===== Data =====
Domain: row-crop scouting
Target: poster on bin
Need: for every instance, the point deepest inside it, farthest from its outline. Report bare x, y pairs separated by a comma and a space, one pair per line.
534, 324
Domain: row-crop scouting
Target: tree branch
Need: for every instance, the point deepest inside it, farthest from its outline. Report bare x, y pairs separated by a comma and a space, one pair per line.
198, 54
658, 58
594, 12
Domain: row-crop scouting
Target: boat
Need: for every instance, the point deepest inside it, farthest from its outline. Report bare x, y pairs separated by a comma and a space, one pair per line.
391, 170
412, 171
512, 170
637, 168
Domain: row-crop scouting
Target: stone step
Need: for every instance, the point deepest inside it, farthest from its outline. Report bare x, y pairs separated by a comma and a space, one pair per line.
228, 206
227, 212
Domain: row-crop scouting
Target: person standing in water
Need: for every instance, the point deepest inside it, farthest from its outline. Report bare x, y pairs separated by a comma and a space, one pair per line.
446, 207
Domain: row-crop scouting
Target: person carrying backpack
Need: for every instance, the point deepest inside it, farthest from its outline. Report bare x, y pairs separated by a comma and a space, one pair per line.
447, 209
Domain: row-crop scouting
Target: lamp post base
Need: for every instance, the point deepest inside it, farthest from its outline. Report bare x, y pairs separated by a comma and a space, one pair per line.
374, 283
=====
▶ **What is expected**: List every line of the data above that contains the word "Target", copying each one in full.

▶ **Solution to the exercise**:
Target: poster on bin
Target: tree branch
Target: boat
Target: stone step
Target: person standing in water
Target: person carrying backpack
Target: lamp post base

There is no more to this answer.